(DATA SUPPLIED Opens)
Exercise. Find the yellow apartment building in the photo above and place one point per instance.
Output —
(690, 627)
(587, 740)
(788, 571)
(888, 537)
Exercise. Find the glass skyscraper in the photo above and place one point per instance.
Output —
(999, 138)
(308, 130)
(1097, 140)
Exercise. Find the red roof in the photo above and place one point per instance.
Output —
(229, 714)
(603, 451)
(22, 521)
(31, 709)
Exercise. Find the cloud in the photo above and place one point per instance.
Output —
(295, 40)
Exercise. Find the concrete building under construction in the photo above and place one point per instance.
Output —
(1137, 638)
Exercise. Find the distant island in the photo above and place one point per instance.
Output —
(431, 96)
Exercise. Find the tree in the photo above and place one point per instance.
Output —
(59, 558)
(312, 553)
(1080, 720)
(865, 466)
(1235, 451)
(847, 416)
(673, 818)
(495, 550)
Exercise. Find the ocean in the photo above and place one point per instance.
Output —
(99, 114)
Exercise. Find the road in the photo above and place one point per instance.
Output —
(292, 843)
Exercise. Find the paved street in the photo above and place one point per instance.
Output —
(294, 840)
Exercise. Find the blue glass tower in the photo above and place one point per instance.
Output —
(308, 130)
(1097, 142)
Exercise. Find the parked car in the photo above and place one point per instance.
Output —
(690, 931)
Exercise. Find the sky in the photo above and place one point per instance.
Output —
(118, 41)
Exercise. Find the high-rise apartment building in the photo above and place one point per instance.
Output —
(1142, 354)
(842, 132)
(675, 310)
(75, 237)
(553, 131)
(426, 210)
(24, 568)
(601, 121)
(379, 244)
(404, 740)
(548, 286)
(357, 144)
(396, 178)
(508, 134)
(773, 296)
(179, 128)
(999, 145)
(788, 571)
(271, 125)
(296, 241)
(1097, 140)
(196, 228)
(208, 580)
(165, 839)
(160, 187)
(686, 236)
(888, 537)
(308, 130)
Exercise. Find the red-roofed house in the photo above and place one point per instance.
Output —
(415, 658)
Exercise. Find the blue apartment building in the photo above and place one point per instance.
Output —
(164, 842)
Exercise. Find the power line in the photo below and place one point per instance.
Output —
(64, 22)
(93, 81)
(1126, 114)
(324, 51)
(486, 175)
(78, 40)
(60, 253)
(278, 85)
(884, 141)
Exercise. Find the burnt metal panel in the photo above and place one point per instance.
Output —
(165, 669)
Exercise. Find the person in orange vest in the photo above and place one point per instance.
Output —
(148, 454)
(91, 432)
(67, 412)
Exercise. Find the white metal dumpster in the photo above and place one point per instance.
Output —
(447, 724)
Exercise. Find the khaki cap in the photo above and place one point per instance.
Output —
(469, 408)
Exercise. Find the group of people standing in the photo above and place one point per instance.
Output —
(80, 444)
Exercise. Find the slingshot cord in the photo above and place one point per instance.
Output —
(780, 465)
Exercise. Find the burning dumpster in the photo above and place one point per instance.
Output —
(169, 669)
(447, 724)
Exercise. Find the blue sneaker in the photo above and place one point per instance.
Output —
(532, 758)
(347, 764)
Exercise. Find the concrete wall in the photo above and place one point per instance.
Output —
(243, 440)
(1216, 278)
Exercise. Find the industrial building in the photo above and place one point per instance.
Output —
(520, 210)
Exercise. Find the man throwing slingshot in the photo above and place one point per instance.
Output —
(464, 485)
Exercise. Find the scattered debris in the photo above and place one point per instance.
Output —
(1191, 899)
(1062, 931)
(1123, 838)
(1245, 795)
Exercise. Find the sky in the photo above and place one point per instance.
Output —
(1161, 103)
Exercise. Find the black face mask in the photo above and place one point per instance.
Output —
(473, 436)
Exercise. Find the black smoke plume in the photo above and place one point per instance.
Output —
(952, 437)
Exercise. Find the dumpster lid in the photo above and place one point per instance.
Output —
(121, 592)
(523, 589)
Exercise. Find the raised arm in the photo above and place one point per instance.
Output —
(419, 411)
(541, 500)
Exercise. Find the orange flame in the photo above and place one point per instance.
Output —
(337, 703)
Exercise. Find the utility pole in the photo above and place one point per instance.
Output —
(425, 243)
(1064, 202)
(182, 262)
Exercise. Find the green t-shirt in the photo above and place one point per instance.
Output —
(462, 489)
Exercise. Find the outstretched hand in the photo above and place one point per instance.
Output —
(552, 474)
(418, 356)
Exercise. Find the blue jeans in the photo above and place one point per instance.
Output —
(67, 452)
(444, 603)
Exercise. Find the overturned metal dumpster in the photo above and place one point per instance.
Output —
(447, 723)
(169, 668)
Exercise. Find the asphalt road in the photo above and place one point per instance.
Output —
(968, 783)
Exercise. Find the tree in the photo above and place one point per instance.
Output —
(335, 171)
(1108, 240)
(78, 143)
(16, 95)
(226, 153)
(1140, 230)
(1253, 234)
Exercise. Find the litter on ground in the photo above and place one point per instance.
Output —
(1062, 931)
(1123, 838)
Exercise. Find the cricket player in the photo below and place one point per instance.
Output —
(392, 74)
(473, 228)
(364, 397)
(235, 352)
(DATA SUPPLIED Closes)
THE TASK:
Begin with the first line of the data above and, please, print each line exactly until you have printed the line containing "Exercise. Find the blue glass"; print nothing else.

ANSWER AREA:
Exercise. Find the yellow apartment building in the photo above and place one point per instance.
Output —
(690, 627)
(587, 740)
(788, 571)
(888, 537)
Exercise. Find the glass skyscraper in the photo above and place one point per instance.
Output —
(999, 138)
(308, 130)
(1097, 140)
Exercise. Find the red roof in the photo above and place one point per instance.
Output —
(229, 714)
(603, 451)
(22, 521)
(31, 709)
Exercise. Find the cloud in the photo above and place one point per instance.
Output —
(295, 40)
Exercise. Find the concrete building under construction in the photo above and place one point per instance.
Output —
(1137, 638)
Exercise. Find the distant island in the photo above and place one point per instance.
Output —
(431, 96)
Exercise. Find the tree in the photo above and place one point per instance.
Output —
(59, 558)
(312, 553)
(1080, 720)
(865, 466)
(1235, 451)
(847, 416)
(673, 818)
(495, 550)
Exercise. Find the ocean in the photo above and place one point per instance.
Output —
(99, 114)
Exercise. Find the road in the photo above and place one point per instance.
Output —
(292, 843)
Exercise. Find the paved street in the photo above and place one point per instance.
Output —
(294, 840)
Exercise. Find the blue glass tower in the photo above and place one point per instance.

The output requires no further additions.